Available data START

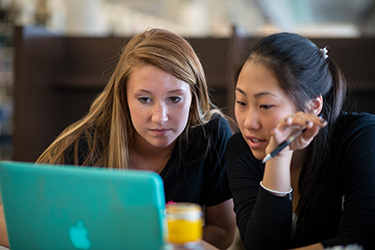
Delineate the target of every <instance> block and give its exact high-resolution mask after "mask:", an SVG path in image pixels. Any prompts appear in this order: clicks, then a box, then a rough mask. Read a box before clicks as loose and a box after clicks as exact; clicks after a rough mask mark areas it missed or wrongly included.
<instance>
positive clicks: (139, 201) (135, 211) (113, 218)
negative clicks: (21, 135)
mask: <svg viewBox="0 0 375 250" xmlns="http://www.w3.org/2000/svg"><path fill="white" fill-rule="evenodd" d="M0 185H1V186H0V189H1V196H2V201H3V205H4V214H5V219H6V224H7V230H8V237H9V242H10V249H12V250H18V249H38V250H43V249H90V250H91V249H92V250H93V249H152V250H155V249H161V248H162V246H163V242H164V235H165V234H164V232H165V231H164V230H165V223H164V219H163V214H164V208H165V197H164V187H163V182H162V179H161V178H160V176H159V175H157V174H156V173H154V172H148V171H137V170H127V171H119V170H108V169H101V168H88V167H85V168H83V167H71V166H70V167H69V166H58V165H55V166H46V165H36V164H32V163H21V162H11V161H3V162H1V163H0Z"/></svg>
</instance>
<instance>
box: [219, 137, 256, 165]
mask: <svg viewBox="0 0 375 250" xmlns="http://www.w3.org/2000/svg"><path fill="white" fill-rule="evenodd" d="M226 154H227V157H230V158H235V159H237V160H240V159H242V160H243V161H249V160H250V159H252V158H254V157H253V153H252V152H251V150H250V147H249V145H248V144H247V143H246V141H245V139H244V138H243V136H242V134H241V132H238V133H235V134H234V135H233V136H232V137H231V138H230V139H229V140H228V144H227V149H226ZM251 161H252V160H251Z"/></svg>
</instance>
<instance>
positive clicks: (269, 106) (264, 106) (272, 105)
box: [260, 104, 274, 109]
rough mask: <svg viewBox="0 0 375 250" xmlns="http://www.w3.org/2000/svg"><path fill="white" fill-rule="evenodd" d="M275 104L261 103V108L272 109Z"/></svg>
mask: <svg viewBox="0 0 375 250" xmlns="http://www.w3.org/2000/svg"><path fill="white" fill-rule="evenodd" d="M273 106H274V105H267V104H263V105H260V108H262V109H270V108H272V107H273Z"/></svg>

Available data END

Reproduce the whole listing above line for line, without changing any character, and omit the pictures.

Delineate the target of every <instance> block and give its exact high-resolution mask after "mask:", an SVG path in image pixels. Any prompts appear in this order: clicks, then a box, then a rough mask. Read a box before clicks as loose and a box after clicks as exact; clicks after a rough mask mark areas it missed or wrongly included.
<instance>
positive clicks: (139, 201) (135, 211) (113, 218)
negative clicks: (21, 135)
mask: <svg viewBox="0 0 375 250" xmlns="http://www.w3.org/2000/svg"><path fill="white" fill-rule="evenodd" d="M0 185H1V186H0V189H1V196H2V201H3V205H4V214H5V219H6V224H7V230H8V237H9V242H10V249H12V250H18V249H38V250H43V249H90V250H91V249H92V250H93V249H152V250H155V249H161V248H162V246H163V242H164V235H165V234H164V232H165V231H164V230H165V223H164V219H163V214H164V208H165V197H164V187H163V182H162V179H161V178H160V176H159V175H157V174H156V173H154V172H148V171H137V170H127V171H119V170H108V169H101V168H88V167H85V168H83V167H71V166H70V167H69V166H58V165H55V166H46V165H36V164H32V163H21V162H11V161H3V162H1V163H0Z"/></svg>
</instance>
<instance>
box: [219, 137, 256, 165]
mask: <svg viewBox="0 0 375 250" xmlns="http://www.w3.org/2000/svg"><path fill="white" fill-rule="evenodd" d="M226 154H227V157H230V158H235V159H237V160H240V159H242V160H243V161H249V160H250V159H252V158H254V157H253V153H252V152H251V150H250V147H249V145H248V144H247V143H246V141H245V139H244V138H243V136H242V134H241V132H238V133H235V134H234V135H233V136H232V137H231V138H230V139H229V140H228V144H227V149H226ZM251 161H252V160H251Z"/></svg>
</instance>
<instance>
positive clicks: (269, 106) (264, 106) (272, 105)
box: [260, 104, 274, 109]
rough mask: <svg viewBox="0 0 375 250" xmlns="http://www.w3.org/2000/svg"><path fill="white" fill-rule="evenodd" d="M275 104L261 103V108L272 109Z"/></svg>
mask: <svg viewBox="0 0 375 250" xmlns="http://www.w3.org/2000/svg"><path fill="white" fill-rule="evenodd" d="M273 106H274V105H267V104H263V105H260V108H262V109H270V108H272V107H273Z"/></svg>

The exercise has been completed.